● **Your task**: Put the lines below into a Markdown table with the columns Row and Line, numbering each row and omitting blank lines. Leave the pictures out of the answer.

----

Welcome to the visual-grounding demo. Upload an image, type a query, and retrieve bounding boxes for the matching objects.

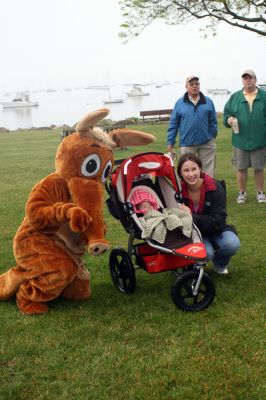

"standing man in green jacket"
[224,69,266,204]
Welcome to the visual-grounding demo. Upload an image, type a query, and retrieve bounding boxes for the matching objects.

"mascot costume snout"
[0,109,155,315]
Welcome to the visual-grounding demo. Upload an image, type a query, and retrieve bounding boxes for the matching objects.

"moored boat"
[126,86,150,97]
[207,89,231,94]
[1,93,39,108]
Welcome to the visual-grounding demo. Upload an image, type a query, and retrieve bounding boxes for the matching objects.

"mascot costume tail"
[0,109,155,315]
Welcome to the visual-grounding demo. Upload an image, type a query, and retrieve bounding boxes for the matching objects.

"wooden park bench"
[139,109,173,122]
[60,125,125,141]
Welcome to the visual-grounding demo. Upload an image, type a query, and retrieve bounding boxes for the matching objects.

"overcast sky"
[0,0,266,92]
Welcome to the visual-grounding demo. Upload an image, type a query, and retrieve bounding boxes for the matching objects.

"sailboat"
[103,73,124,104]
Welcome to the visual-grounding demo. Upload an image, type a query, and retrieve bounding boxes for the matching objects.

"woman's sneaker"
[215,265,229,275]
[236,192,247,204]
[257,192,266,203]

----

● **Answer to this task**:
| Row | Line |
|---|---|
| 1 | Welcome to the visual-grounding demo. Upload an image, type a query, and retrieve bounding boxes for the matching objects. |
| 2 | "standing man in green jacket" |
| 3 | [224,69,266,204] |
| 4 | Welcome to the visual-grounding demo. Upload an image, type a query, and retrieve bounding boxes for the matching objects. |
| 5 | "mascot costume snout" |
| 6 | [0,109,155,315] |
| 7 | Welcome to the visual-grounding demo. Upload an image, type a query, and retrieve bounding boxes for the matching objects. |
| 8 | "moored boat" |
| 9 | [126,86,150,97] |
| 10 | [207,89,231,94] |
| 11 | [1,93,39,108] |
| 12 | Welcome to the visual-grounding demo. Upload an image, type a query, and retrieve bounding boxes for the matching objects. |
| 13 | "mascot costume tail" |
| 14 | [0,109,155,315] |
| 15 | Welcome to the visual-grounding demo. Upload an image, type a query, and retrieve bounding boxes for the matching objects. |
| 16 | "wooden park bench" |
| 17 | [139,109,173,122] |
| 18 | [60,125,125,141] |
| 19 | Welcome to the visual-grounding demo. Upload an image, type a query, and retrieve bounding boxes for the matching objects. |
| 20 | "overcast sky" |
| 21 | [0,0,266,92] |
| 22 | Welcome to the visual-grounding demo. Upload an image, type a query, and retrieve bounding boxes for the matching objects. |
| 23 | "sailboat" |
| 24 | [103,73,124,104] |
| 25 | Welcome to the visual-grounding demo. Upload an image, type a query, and retrieve bounding boxes for the matching objects. |
| 26 | "woman's sneaker" |
| 27 | [215,265,229,275] |
| 28 | [236,192,247,204] |
| 29 | [257,192,266,203] |